[BEGIN]

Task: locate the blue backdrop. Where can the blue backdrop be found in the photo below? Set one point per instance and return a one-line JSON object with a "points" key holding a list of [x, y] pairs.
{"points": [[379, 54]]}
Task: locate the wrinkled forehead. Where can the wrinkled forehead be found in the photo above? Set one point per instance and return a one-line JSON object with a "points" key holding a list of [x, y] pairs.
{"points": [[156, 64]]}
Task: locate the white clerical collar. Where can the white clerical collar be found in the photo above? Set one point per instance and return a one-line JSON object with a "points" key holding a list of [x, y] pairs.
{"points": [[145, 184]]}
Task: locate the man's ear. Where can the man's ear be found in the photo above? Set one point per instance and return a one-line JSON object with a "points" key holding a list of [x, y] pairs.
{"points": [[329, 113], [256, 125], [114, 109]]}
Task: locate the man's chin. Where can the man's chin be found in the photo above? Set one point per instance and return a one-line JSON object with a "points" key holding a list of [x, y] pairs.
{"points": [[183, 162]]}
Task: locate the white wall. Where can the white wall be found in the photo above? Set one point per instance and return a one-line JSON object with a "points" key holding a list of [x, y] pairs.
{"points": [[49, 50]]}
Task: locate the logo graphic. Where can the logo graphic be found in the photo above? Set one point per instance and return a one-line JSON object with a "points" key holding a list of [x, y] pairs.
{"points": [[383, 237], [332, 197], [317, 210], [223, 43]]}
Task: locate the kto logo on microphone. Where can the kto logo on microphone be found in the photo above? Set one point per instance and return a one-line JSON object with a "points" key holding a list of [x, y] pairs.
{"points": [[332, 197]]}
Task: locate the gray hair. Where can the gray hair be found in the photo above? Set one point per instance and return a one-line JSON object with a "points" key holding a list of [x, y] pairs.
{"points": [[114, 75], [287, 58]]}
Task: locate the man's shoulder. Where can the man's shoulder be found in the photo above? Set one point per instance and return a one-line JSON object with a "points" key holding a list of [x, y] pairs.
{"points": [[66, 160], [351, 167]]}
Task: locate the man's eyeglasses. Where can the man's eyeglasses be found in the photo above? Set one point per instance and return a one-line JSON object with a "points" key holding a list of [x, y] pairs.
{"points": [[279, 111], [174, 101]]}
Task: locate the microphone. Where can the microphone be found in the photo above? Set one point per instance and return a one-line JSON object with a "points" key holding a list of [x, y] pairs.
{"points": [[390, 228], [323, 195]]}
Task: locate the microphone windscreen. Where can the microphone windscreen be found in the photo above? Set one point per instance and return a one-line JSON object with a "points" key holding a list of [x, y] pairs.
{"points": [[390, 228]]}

[END]

▶ _Your task_
Write out the material from the first line to the last, exactly.

▶ _Answer to this exercise_
Task: locate the blue backdrop. Where can the blue backdrop be found in the photo below? Set one point per instance and return a one-line JSON object with a "points" key holding a list of [x, y] pairs.
{"points": [[379, 54]]}
Task: locate the wrinkled forehead. Where can the wrinkled forehead be found in the photo above? Set one point per instance and return a one-line JSON object with a "points" key holding a list of [x, y] pairs.
{"points": [[156, 64]]}
Task: locate the white clerical collar. Where can the white clerical collar be found in the photo above? Set one point per instance and return a one-line JSON object with a "points" key holding a list of [x, y] pairs.
{"points": [[145, 184]]}
Task: locate the man's ear. Where can the man's ear be found in the photo above? Set one point per instance and return a one-line JSON object with a "points" key holding a list of [x, y] pairs.
{"points": [[329, 113], [256, 125], [114, 109]]}
Task: locate the man's chin. Where can the man's chin be found in the photo above? Set one point per instance and return a one-line JSON object with a "points" key holding a list of [x, y] pairs.
{"points": [[183, 162]]}
Task: locate the white wall. Where can the white wall be found in the photo above? Set one point per instance and return a one-line JSON object with a "points" key holding a list of [x, y] pairs.
{"points": [[49, 50]]}
Task: locate the logo graphic. Where can the logo graphic be found in the photo above? Set one point per instance and return a one-line JSON object with a "points" key holding a list of [x, y] pairs.
{"points": [[383, 237], [332, 197], [317, 210], [223, 43]]}
Task: locate the kto logo on microphone. Where can the kto logo on microphone be found in the photo above? Set one point per instance and return a one-line JSON object with a "points" key holding a list of [x, y] pairs.
{"points": [[332, 197]]}
Task: locate the gray hair. Where can the gray hair be found in the photo above? Set one point per instance and return a one-line JSON object with a "points" key holding a list of [x, y] pairs.
{"points": [[114, 75], [287, 58]]}
Task: locate the man's shoulder. Where can the man's shoulder be found in the photo above? Set one point per instance and return a one-line JSON object with a "points" key holding a list of [x, y] pairs.
{"points": [[66, 160], [351, 167]]}
Task: locate the man's eyeglasses. Where can the man's eyeglasses be found in the photo above? Set one point per instance and return a one-line JSON object with a "points" key holding a list of [x, y] pairs.
{"points": [[279, 111], [174, 101]]}
Task: locate the microphone. Where can the microphone be found in the photo above? Set one point per instance and return a one-line JSON object with a "points" key holding a list of [x, y] pairs.
{"points": [[390, 228], [323, 195]]}
Task: locate the microphone windscreen. Where can the microphone windscreen be found in the photo above? Set one point per instance and return a one-line JSON object with a "points" key holding a list of [x, y] pairs.
{"points": [[390, 228]]}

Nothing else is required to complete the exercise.